* _Kutipan Dokumen_
Ingatlah ketika pertama kali Reader memiliki  hp dan belajar mengetik sms!  Apa yang pertama kali Reader rasakan? Awalnya susah, tetapi Reader tak pernah berhenti.  Akhirnya, Reader mahir menggunakan hp Reader sendiri. Bahkan, ketika menyetir atau berkenderaan Reader tidak kesulitan melakukannya. Tangan Reader seolah melihat huruf-huruf  di tuts hp. Seperti itulah yang harus Reader lakukan  kalau memang Reader berkeinginan jadi penulis.
            Jadi, kalau pertama kali berlatih menulis, wajar saja Reader salah, wajar saja belum bagus. Ketahuilah penulis tenar pun awalnya seperti Reader. Namun, mereka tak pernah menyerah, tak pernah takut tulisan mereka tidak bagus, mereka terus menulis, dan terus menulis, begitu pula dengan Reader. Yakinlah Reader juga bisa seperti mereka.

2.      Perlu Motivasi          
Motivasi  adalah pendorong   melakukan sesuatu. Ibarat kerita api, motivasi adalah lokomotifnya,  mesin penggeraknya. Kalau timbul rasa malas, atau Reader sedang tidak mood.  Tanya diri, mengapa Reader harus menulis?
            Motivasi atau alasan mengapa orang menulis bermacam-macam. Apa pun bentuknya, tidak jadi persoalan, yang penting dengan motivasi itu Reader bisa bersemangat menulis.
            Apa pun motivasinya, semuanya bagus dan baik, selama menulis itu tidak  bermaksud  menyebar fitnah, membuat perpecahan, dan mendidik kepada akhlak yang buruk. Dan, akan lebih afdhal lagi  kalau menulis itu dilandasi niat ikhlas karena Allah.
            Atau begini, agar mood tetap terjaga, Reader bisa memakai teori yang ditawarkan  buku Quantum Learning, yaitu teori AMBAK (Apa manfaatnya bagiku). Dengan bertanya begitu  Reader tentu akan menggali apa gerangan manfaat menulis itu buat Reader. Bagi pemula, tentu manfaatnya adalah memfasihkan menulis itu sendiri. Minimal Reader akan terlatih mengetik, dan hafal letak huruf-huruf   di tuts laptop Reader.
            Dengan menulis, Reader bisa berbagi informasi, bisa mendapatkan banyak teman, mengikat pengetahuan  dan wawasan pun  bertambah,    dapat  menghilangkan kerak-kerak  otak,   berperan mencerdaskan orang lain,   berdakwah, hati pun gembira, dan seterusnya. Intinya, manfaat  menulis  sangat banyak buat Reader. Silakan Reader  menggalinya lebih lanjut. Dengan mengingat manfaat tadi, Reader akan termotivasi lagi menulis, dan terus menulis.

* _Tugas Singkat A_
Salin ulang bagian kutipan tentang motivasi menulis kata demi kata, mulai dari "Jadi, kalau pertama" sampai dengan "bisa bersemangat menulis.".
* _Tugas Singkat B_
Menurut kutipan tentang motivasi menulis, teori apa dari buku Quantum Learning yang dapat dipakai agar mood tetap terjaga?
Materi ini diambil dari sumber yang berbeda.

* _Data Hasil Ekstraksi_
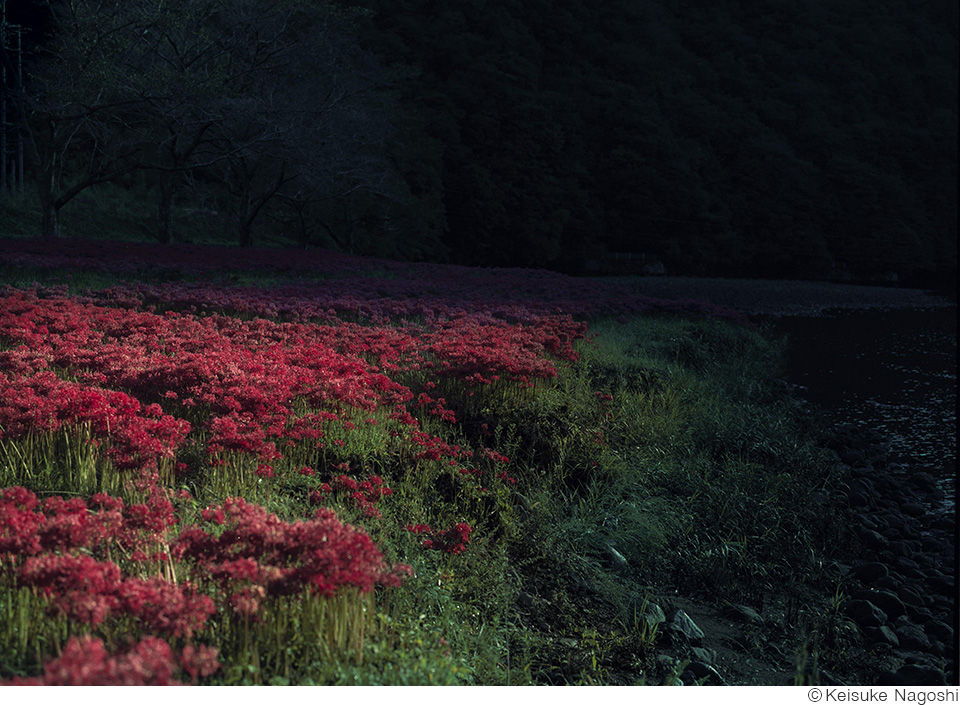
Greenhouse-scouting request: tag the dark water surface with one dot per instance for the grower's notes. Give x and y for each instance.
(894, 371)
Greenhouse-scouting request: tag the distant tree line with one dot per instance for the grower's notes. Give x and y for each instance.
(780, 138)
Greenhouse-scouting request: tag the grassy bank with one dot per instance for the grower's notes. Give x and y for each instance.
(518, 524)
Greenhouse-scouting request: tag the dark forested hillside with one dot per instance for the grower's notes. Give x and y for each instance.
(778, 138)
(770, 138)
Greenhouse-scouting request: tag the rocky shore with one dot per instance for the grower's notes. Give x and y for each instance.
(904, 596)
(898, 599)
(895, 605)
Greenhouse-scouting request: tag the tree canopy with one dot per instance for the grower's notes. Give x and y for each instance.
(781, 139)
...
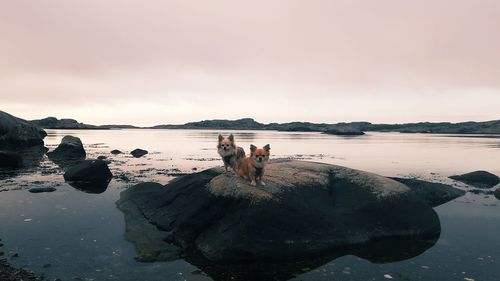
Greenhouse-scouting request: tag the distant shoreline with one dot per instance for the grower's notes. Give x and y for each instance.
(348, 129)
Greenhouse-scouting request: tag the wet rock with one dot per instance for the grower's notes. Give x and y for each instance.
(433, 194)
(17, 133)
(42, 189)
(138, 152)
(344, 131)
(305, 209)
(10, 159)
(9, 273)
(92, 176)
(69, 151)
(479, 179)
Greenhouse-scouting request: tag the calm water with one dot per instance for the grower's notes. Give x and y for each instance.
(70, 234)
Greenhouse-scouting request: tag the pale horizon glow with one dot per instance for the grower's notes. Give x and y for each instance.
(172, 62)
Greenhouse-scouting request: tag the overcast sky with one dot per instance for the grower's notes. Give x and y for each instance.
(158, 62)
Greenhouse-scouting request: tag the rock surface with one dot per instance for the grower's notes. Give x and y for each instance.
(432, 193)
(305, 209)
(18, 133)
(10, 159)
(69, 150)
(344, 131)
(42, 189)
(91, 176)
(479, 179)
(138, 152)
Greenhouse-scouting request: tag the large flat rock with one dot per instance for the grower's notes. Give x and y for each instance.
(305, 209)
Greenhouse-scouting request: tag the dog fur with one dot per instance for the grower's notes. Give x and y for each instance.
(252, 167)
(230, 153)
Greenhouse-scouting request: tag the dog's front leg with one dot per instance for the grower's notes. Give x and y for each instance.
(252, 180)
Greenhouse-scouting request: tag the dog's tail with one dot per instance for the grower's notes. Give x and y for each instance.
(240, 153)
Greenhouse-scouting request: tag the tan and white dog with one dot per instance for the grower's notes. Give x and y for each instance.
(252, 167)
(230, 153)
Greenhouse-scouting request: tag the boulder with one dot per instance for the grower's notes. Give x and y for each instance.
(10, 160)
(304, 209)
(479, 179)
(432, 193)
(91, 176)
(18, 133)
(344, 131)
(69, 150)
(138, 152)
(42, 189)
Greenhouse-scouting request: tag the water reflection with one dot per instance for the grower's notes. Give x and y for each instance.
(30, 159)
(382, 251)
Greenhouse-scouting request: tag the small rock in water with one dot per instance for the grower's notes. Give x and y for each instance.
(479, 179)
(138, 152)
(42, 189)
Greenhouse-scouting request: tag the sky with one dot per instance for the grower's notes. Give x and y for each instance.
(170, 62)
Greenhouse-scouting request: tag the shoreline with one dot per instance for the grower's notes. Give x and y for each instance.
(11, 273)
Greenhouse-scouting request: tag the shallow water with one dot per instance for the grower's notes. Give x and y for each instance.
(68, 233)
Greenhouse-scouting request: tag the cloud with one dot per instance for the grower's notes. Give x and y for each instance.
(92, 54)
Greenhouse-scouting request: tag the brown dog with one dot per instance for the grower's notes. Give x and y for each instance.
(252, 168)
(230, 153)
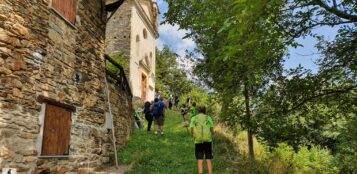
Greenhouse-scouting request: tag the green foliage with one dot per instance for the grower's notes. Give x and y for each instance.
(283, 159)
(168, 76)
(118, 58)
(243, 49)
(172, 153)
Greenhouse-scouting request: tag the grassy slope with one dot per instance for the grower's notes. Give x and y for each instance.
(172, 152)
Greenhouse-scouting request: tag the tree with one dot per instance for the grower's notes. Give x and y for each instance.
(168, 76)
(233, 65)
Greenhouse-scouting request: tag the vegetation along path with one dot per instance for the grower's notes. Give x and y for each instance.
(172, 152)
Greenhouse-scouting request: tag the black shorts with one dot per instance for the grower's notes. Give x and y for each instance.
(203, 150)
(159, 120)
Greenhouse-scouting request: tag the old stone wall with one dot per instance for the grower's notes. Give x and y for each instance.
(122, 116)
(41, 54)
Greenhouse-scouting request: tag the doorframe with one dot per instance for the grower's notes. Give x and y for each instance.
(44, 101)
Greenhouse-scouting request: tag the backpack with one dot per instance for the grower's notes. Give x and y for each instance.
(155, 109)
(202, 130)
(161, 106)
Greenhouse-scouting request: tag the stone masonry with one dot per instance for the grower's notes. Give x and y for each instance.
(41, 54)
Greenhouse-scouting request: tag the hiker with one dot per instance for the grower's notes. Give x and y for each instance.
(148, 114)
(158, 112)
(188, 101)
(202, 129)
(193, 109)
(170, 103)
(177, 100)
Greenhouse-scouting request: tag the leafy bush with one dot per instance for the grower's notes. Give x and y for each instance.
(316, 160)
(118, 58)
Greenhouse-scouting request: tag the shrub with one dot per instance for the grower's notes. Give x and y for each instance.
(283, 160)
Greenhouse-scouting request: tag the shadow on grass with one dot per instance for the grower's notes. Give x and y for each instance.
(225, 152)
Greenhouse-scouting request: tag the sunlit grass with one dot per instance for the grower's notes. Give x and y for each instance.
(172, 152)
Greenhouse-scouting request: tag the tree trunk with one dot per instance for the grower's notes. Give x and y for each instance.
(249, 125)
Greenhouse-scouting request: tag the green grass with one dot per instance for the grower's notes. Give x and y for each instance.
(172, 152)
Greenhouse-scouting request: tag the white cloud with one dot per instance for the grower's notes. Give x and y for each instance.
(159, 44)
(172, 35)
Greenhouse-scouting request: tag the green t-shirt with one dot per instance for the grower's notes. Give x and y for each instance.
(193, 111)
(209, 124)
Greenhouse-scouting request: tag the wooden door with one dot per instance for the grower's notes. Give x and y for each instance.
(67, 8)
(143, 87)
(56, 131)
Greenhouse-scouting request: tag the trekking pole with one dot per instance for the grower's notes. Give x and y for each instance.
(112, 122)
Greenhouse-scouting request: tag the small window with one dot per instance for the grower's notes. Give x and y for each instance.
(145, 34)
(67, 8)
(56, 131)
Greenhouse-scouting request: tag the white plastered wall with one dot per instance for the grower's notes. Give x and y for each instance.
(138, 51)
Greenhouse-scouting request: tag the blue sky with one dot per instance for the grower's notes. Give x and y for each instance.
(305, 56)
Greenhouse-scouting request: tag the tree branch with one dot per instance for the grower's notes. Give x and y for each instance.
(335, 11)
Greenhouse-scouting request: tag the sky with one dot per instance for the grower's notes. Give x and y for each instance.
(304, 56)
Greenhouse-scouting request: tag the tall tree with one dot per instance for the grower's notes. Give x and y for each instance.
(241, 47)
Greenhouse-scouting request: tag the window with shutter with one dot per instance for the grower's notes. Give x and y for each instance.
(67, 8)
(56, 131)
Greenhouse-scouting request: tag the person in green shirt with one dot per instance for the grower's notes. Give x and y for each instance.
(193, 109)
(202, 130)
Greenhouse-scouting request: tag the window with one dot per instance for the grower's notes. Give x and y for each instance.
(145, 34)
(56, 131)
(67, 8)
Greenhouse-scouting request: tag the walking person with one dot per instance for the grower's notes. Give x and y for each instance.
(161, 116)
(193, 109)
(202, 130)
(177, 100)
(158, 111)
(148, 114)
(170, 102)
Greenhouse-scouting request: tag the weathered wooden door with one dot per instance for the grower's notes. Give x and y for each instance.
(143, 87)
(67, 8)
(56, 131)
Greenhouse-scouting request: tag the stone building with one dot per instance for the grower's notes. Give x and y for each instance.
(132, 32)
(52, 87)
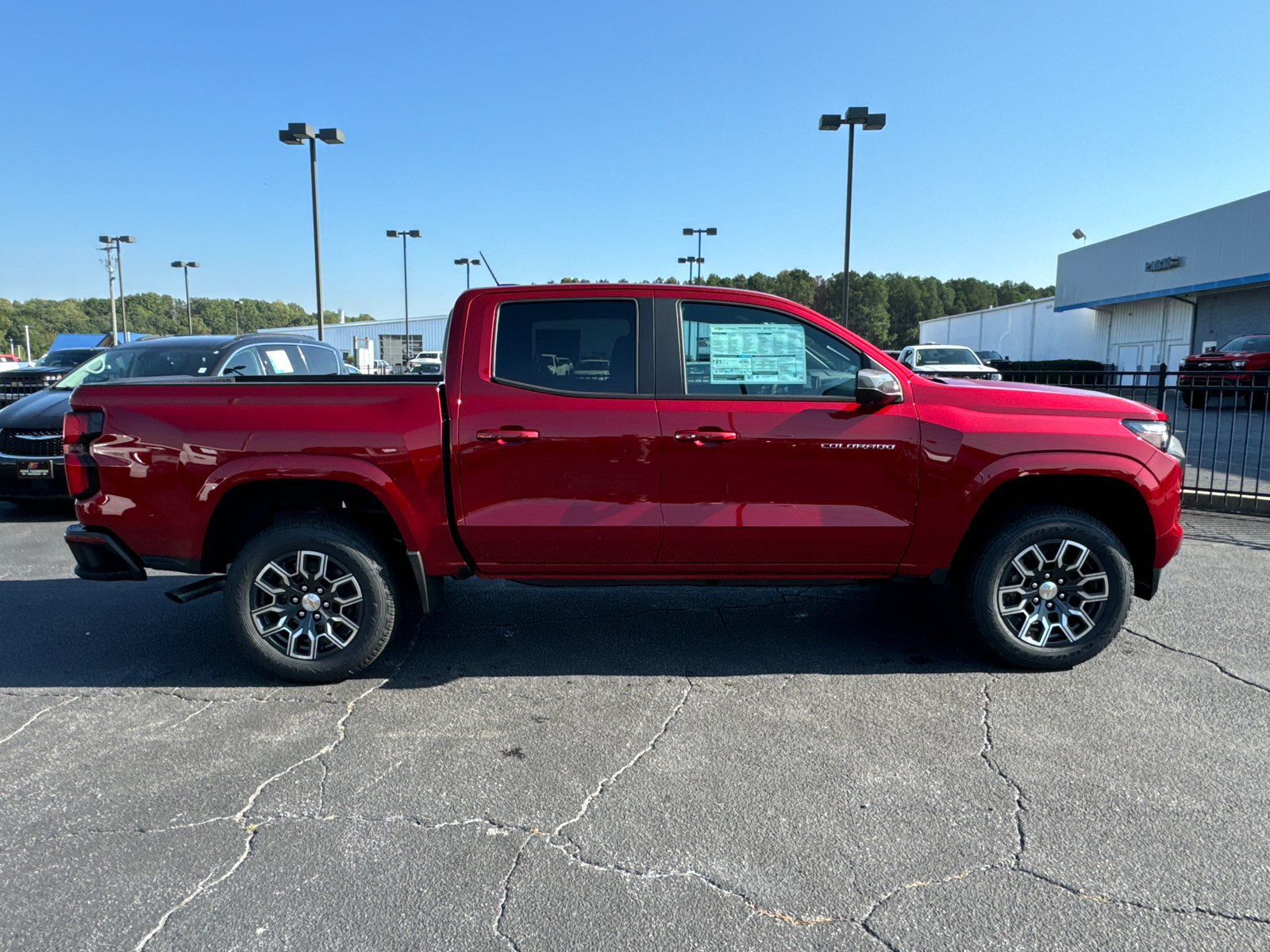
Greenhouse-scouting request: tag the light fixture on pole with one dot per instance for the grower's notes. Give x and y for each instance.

* _Hasil Akhir A_
Jadi, kalau pertama kali berlatih menulis, wajar saja Reader salah, wajar saja belum bagus. Ketahuilah penulis tenar pun awalnya seperti Reader. Namun, mereka tak pernah menyerah, tak pernah takut tulisan mereka tidak bagus, mereka terus menulis, dan terus menulis, begitu pula dengan Reader. Yakinlah Reader juga bisa seperti mereka.

2.      Perlu Motivasi          
Motivasi  adalah pendorong   melakukan sesuatu. Ibarat kerita api, motivasi adalah lokomotifnya,  mesin penggeraknya. Kalau timbul rasa malas, atau Reader sedang tidak mood.  Tanya diri, mengapa Reader harus menulis?
            Motivasi atau alasan mengapa orang menulis bermacam-macam. Apa pun bentuknya, tidak jadi persoalan, yang penting dengan motivasi itu Reader bisa bersemangat menulis.

* _Hasil Akhir B_
Teori AMBAK (Apa manfaatnya bagiku).